# Passage
###

First of several workshops held at Sonoma Valley Citizens Advisory Commission May 26 meeting

By Jay Gamel

Permit Sonoma held the first in a series of public outreach workshops to receive input and recommendations to improve existing regulation of vacation rentals. The workshop took place on May 26 at the regular meeting of the Sonoma Valley Citizens Advisory Commission (SVCAC). Planner Gary Helfrich surveyed regulations in other jurisdictions, reviewed current practices, and listened to suggestions to augment or replace the county’s current vacation rental ordinance.

The rules were initially put into place to address growing neighborhood complaints of rowdy parties and loss of regular housing in rural areas. The county rules apply to whole-house rentals, not to room or second unit rentals where the owner or a manager is present.

The county stopped issuing vacation rental permits after wildfires in 2017 destroyed over 5,000 homes throughout the county. That moratorium was lifted in January for all the county’s unincorporated areas, except those in X exclusion zones, a few neighborhoods in the Russian River area, and one neighborhood on Theodore Lane near Sonoma that is nearly 50 percent saturated with whole-house vacation rentals.

Several people brought up the fractional ownership properties being purchased and sold in eighths by a hedge fund supported by Pacaso Properties, but that kind of ownership situation is not covered by the current ordinance.

“Our challenge is enforcement and developing better policies to improve neighborhood compatibility,” Helfrich said at the start, noting that, “off-street parking is a challenge to check.”

Complaints over the years also underscore a need for better noise enforcement mechanisms, Helfrich said. He also noted that “complaints happen at a difficult time, nights and weekends,” when there are no code enforcement people on duty.

Loopholes like rental agreements for over 30 days with refund policies that enable shorter rentals also need to be addressed. People operating vacation rentals without registering to pay Transient Occupancy Taxes (TOT) have also been an issue, though the county is making an effort to track them down.

Vacation rentals are a substantial source of taxes, Helfrich told Commissioner Caitlin Cornwall, generating between $5 and $8 million a quarter. “I’m inclined to make money off these,” she said.

“The county has recovered $1.3 million in fines and unpaid TOT taxes,” Helfrich said. “People have been found occupying vacation rentals in X-zones. We have stopped them.” X-zones protect unincorporated neighborhoods that have either chosen not to allow vacation rentals, or that have been deemed inappropriate for short-term rentals by county supervisors. Kenwood is one of those neighborhoods; downtown Glen Ellen is another. Helfrich emphasized that “the goal is compliance, not funds. Fines are the last resort.”

###

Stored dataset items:
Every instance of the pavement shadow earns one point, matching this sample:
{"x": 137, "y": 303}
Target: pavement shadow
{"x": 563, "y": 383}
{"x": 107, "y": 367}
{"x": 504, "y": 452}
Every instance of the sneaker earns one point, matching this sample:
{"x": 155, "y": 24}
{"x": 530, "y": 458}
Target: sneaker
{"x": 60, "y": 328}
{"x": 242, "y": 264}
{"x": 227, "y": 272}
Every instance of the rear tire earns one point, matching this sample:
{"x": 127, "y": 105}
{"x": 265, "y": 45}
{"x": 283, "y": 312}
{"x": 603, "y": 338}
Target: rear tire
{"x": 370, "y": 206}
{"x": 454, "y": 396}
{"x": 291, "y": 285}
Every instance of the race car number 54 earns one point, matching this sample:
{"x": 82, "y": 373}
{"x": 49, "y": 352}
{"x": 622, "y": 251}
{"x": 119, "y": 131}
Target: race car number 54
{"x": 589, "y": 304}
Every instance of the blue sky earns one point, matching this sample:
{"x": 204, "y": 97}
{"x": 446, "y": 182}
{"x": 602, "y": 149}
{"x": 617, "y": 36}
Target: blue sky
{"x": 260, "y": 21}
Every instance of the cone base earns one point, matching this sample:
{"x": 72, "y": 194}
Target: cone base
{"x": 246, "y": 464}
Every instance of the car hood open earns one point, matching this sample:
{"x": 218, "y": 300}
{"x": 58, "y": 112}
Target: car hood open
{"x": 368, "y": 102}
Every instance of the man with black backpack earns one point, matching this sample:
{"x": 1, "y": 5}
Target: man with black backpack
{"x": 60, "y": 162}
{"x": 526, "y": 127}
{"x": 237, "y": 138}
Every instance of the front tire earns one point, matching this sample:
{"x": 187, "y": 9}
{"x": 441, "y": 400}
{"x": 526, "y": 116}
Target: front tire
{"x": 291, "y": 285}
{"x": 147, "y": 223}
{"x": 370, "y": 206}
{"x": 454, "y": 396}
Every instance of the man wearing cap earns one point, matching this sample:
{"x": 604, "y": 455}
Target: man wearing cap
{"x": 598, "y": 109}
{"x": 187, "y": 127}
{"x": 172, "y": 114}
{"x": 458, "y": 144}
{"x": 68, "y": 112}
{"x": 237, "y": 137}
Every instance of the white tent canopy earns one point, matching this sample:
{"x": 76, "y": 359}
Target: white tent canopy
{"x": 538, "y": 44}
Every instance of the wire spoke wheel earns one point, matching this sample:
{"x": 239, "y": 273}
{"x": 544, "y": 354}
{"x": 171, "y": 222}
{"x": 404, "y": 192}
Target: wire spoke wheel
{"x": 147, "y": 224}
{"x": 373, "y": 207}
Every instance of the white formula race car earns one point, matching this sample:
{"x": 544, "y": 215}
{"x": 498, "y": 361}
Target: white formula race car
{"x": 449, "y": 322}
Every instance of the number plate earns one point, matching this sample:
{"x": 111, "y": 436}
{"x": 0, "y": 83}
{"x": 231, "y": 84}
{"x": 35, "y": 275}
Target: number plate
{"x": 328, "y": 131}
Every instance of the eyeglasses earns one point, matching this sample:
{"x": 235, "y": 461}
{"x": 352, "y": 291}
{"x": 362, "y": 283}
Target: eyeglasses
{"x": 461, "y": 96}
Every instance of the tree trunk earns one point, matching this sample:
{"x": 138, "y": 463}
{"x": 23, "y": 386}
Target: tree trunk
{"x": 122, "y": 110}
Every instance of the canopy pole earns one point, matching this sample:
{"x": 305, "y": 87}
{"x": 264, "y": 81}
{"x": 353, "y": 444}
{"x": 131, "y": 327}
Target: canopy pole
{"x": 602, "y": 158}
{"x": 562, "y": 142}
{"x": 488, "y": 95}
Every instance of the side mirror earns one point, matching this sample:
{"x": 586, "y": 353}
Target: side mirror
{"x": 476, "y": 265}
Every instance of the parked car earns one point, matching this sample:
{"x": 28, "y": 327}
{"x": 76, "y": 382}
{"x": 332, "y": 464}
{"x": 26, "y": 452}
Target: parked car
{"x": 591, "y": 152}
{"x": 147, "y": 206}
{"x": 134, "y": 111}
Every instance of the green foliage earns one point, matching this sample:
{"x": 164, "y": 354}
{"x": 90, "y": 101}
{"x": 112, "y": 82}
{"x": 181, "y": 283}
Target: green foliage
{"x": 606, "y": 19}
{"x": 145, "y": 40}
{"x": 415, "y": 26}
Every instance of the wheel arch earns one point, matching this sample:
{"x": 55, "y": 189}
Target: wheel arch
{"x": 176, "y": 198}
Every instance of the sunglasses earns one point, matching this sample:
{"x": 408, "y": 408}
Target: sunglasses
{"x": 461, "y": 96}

###

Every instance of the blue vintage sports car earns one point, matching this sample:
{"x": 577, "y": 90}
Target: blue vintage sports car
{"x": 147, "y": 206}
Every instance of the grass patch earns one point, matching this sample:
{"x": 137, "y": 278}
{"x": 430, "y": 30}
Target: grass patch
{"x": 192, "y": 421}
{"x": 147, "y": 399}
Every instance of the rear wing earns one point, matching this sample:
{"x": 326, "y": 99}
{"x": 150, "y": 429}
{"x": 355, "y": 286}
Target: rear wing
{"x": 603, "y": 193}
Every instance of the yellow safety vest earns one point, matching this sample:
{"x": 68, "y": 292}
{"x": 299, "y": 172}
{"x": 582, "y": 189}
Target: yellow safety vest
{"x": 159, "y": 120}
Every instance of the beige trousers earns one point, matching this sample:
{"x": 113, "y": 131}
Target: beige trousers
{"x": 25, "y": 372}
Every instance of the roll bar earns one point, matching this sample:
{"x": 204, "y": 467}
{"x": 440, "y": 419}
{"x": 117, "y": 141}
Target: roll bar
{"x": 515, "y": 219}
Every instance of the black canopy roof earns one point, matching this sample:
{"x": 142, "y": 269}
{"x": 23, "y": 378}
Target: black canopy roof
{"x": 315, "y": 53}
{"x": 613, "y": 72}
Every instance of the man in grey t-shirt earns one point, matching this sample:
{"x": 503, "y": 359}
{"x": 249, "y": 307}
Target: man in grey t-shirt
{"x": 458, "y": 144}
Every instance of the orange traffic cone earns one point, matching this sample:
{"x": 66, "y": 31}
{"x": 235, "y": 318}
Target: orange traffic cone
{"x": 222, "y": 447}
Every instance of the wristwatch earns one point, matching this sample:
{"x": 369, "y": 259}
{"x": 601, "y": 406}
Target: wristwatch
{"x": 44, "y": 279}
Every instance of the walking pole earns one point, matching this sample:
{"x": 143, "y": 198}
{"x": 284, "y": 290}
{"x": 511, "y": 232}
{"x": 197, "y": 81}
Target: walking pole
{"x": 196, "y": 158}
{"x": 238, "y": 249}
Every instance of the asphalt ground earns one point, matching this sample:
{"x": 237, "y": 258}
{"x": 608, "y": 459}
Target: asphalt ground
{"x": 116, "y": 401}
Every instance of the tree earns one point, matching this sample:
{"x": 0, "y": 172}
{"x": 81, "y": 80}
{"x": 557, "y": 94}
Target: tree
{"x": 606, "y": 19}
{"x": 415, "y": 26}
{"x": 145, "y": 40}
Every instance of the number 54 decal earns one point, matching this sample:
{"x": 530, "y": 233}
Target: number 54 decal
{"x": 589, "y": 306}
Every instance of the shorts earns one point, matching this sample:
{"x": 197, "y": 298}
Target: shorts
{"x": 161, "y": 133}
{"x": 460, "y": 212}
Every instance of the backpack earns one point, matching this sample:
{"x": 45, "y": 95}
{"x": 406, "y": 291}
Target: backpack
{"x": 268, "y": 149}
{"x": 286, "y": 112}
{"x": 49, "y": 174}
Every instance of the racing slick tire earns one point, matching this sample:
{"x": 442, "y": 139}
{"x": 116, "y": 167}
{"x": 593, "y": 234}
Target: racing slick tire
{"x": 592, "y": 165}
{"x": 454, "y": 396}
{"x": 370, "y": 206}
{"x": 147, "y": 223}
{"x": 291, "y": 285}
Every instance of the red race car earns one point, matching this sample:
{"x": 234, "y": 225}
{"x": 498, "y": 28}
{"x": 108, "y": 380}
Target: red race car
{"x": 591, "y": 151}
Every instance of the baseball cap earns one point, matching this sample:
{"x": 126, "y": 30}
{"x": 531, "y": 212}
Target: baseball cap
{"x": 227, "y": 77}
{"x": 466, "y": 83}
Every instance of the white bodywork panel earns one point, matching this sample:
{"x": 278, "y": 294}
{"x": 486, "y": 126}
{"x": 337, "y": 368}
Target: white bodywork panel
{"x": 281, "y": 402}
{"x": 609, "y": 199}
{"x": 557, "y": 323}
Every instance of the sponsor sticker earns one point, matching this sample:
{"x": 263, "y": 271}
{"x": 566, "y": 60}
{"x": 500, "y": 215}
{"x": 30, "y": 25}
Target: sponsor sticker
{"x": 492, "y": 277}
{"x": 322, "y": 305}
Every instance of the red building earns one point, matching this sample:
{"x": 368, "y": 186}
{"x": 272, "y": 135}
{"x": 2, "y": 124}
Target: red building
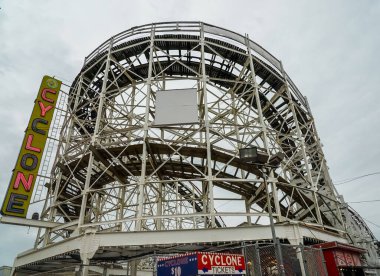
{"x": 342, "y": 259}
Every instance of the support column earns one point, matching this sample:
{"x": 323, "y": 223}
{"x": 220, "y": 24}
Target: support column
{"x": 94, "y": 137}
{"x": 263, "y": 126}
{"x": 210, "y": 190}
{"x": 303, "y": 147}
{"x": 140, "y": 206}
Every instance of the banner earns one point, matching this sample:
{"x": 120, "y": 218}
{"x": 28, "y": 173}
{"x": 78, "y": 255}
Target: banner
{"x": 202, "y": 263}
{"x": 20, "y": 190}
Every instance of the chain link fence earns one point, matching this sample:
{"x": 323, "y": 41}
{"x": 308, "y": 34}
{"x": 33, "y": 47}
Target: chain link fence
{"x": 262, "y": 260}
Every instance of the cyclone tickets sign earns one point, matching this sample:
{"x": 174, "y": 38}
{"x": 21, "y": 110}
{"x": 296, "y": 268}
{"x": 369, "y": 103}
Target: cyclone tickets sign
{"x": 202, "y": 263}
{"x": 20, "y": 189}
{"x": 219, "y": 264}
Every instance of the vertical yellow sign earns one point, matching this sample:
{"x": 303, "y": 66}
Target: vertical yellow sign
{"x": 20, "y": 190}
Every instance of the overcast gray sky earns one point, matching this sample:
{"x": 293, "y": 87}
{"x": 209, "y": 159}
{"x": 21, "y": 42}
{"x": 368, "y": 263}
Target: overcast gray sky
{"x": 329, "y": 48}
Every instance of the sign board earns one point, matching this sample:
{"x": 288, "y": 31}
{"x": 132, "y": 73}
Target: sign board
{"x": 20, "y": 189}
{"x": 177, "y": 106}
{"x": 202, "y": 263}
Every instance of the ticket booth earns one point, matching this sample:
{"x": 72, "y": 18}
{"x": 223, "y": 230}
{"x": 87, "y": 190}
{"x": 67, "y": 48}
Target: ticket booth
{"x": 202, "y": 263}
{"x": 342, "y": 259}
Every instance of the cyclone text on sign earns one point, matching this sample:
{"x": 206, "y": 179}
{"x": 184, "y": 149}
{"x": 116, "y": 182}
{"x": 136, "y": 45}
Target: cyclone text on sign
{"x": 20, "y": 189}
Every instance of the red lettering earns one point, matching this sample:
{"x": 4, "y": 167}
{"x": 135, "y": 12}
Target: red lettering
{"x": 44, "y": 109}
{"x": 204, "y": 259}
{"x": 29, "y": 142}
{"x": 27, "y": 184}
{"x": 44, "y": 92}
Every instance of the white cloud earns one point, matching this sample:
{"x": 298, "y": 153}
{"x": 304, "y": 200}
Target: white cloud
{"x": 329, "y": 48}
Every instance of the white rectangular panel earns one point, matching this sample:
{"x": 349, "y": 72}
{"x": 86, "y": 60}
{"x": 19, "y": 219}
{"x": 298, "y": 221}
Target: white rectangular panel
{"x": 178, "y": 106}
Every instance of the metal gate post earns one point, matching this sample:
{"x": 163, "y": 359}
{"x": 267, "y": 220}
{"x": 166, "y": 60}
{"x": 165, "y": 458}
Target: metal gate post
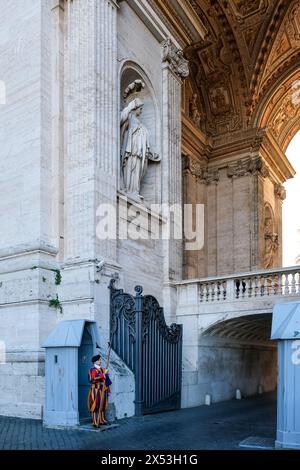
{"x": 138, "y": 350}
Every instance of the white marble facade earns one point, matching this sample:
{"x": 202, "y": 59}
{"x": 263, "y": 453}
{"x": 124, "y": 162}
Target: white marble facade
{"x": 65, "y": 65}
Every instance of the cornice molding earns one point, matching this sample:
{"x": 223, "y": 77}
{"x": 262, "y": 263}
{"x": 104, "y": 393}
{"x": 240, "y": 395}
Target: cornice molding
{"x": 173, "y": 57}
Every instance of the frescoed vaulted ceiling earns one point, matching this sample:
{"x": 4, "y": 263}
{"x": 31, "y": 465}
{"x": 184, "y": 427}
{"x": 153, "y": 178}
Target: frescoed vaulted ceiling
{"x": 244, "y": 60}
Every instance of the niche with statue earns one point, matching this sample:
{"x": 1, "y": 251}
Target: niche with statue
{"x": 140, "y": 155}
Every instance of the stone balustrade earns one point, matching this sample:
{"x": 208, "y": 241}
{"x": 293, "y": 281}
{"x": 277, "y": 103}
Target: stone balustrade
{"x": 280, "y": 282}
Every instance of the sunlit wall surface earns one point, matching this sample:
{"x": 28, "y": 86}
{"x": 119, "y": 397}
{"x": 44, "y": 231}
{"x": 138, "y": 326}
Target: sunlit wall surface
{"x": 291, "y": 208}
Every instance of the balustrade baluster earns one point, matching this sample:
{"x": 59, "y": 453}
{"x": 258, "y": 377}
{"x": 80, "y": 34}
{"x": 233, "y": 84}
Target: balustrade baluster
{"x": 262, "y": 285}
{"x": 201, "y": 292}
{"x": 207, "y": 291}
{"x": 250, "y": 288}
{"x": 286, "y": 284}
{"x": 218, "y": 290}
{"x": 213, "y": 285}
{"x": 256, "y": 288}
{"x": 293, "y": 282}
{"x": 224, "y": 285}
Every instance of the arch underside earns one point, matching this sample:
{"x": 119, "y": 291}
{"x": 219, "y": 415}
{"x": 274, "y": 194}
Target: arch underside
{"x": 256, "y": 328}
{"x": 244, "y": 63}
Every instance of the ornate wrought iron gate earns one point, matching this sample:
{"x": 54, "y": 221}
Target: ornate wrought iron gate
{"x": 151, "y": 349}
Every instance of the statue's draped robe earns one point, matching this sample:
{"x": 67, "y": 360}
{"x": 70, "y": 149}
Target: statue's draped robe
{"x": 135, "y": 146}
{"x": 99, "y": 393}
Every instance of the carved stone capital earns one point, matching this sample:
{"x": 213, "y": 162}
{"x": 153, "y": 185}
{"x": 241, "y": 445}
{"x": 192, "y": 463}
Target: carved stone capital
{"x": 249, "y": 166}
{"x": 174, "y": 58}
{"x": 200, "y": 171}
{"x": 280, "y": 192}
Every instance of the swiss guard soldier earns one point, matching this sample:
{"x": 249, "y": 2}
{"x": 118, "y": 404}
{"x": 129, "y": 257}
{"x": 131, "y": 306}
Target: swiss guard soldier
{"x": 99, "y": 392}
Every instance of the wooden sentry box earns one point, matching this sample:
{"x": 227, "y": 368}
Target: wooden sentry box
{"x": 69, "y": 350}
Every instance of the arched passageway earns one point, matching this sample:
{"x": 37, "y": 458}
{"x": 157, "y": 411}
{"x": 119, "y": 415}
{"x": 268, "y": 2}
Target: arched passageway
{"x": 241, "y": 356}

###

# Set task 1
Count how many lines of the stored dataset items contain the word "cyclone", and reply with the number alone.
# Set task 2
Write the next part of the article above on Sonoma County's vacation rental regulations, starting right after its final paragraph.

# Final answer 1
4

# Final answer 2
Sonoma planners are looking at Marin County vacation rental rules as an example. “Their reporting scheme is a good model for effective enforcement.”

Placing signs in front of vacation rental properties is one option being considered. The sign would have the name and contact number for the vacation rental manager, the permit and business license number. The county would adopt a computerized voicemail system that would allow complaints to be “logged and forwarded with a time stamp” and would track follow-up action, including notifying the caller of what action was taken.

Josette Brosey Acar did not like the sign idea. “I’m concerned with having prominent signs on vacation rental homes, because there are gaps between renters of a few days. I think this will encourage criminals to find and break into vacation rental homes,” she said.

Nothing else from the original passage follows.